Material provided START

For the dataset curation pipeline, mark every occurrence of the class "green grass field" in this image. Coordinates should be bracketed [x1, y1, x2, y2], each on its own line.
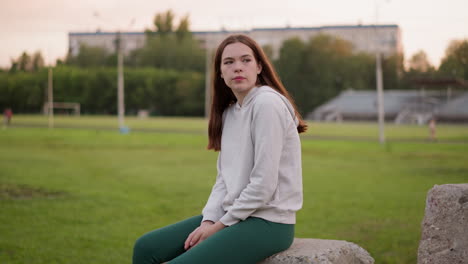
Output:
[1, 116, 467, 264]
[10, 114, 468, 142]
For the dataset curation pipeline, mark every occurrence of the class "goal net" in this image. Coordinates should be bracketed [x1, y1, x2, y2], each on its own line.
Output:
[43, 102, 80, 116]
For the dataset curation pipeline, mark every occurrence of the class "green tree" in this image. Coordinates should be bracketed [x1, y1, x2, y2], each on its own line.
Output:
[66, 44, 114, 68]
[129, 10, 205, 72]
[399, 51, 435, 90]
[9, 61, 19, 73]
[0, 66, 205, 115]
[262, 44, 274, 59]
[305, 34, 355, 109]
[18, 52, 32, 71]
[408, 50, 434, 72]
[176, 14, 191, 40]
[275, 34, 371, 115]
[438, 39, 468, 79]
[9, 51, 45, 73]
[153, 10, 175, 35]
[382, 53, 405, 90]
[31, 51, 45, 72]
[0, 69, 47, 112]
[275, 37, 307, 111]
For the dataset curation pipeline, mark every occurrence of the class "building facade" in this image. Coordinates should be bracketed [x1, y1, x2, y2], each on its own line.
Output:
[69, 24, 402, 58]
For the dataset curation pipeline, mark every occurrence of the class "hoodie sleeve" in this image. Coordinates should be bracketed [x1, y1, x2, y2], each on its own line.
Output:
[219, 93, 287, 226]
[201, 154, 227, 223]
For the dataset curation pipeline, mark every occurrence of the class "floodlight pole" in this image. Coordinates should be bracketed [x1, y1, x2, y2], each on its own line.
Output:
[117, 31, 125, 130]
[376, 53, 385, 144]
[48, 67, 54, 129]
[93, 12, 126, 130]
[93, 13, 133, 132]
[375, 0, 386, 144]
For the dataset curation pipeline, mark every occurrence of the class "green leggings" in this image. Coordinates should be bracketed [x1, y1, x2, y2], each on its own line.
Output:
[133, 215, 294, 264]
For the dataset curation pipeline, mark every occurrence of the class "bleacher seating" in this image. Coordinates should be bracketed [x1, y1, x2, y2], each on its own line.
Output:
[309, 90, 468, 123]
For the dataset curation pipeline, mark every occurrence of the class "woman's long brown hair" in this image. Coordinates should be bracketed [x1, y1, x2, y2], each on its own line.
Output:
[207, 34, 307, 151]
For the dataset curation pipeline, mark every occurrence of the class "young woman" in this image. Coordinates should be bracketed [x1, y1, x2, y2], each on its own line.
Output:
[133, 34, 307, 264]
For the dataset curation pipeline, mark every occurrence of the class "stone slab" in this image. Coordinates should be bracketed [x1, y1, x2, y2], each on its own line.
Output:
[418, 184, 468, 264]
[259, 238, 374, 264]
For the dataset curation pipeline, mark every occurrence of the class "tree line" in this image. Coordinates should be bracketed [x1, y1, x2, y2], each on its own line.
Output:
[0, 66, 204, 116]
[1, 10, 467, 116]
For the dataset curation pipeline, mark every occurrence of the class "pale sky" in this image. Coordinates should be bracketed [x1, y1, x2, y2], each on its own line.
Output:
[1, 0, 467, 68]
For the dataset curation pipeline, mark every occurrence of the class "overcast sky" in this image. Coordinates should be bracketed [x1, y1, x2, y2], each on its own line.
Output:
[1, 0, 467, 68]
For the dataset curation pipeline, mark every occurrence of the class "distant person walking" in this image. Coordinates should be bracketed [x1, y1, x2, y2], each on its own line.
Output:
[429, 117, 437, 141]
[3, 108, 12, 127]
[132, 34, 307, 264]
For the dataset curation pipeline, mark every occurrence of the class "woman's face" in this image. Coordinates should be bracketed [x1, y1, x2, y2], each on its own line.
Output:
[220, 42, 262, 102]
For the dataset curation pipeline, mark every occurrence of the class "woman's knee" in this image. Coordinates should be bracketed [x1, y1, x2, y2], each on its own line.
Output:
[133, 234, 161, 264]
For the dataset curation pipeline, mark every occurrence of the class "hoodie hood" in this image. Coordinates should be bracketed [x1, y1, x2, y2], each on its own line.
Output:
[241, 85, 299, 126]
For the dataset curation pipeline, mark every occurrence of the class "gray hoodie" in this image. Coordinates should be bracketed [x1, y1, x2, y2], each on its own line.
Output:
[202, 85, 303, 226]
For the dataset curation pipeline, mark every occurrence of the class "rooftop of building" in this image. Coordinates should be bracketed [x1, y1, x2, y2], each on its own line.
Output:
[69, 24, 399, 36]
[310, 89, 468, 118]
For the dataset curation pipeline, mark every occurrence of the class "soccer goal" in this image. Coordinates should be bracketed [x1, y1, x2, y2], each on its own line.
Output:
[43, 102, 80, 116]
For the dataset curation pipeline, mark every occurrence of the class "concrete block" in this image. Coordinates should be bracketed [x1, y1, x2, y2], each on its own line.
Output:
[418, 184, 468, 264]
[259, 238, 374, 264]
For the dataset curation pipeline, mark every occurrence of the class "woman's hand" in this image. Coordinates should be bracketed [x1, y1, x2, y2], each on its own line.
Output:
[184, 220, 226, 250]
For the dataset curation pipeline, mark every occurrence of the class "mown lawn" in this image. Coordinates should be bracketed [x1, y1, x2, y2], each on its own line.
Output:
[1, 118, 467, 264]
[10, 114, 468, 141]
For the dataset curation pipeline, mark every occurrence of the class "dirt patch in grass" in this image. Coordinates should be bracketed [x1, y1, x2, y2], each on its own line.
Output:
[0, 183, 66, 200]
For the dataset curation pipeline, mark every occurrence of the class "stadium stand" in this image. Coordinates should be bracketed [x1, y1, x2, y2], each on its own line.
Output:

Material provided END

_Work order_
Please count the lines in the records that contain "grass" and reply with the count alone.

_Answer to the exercise_
2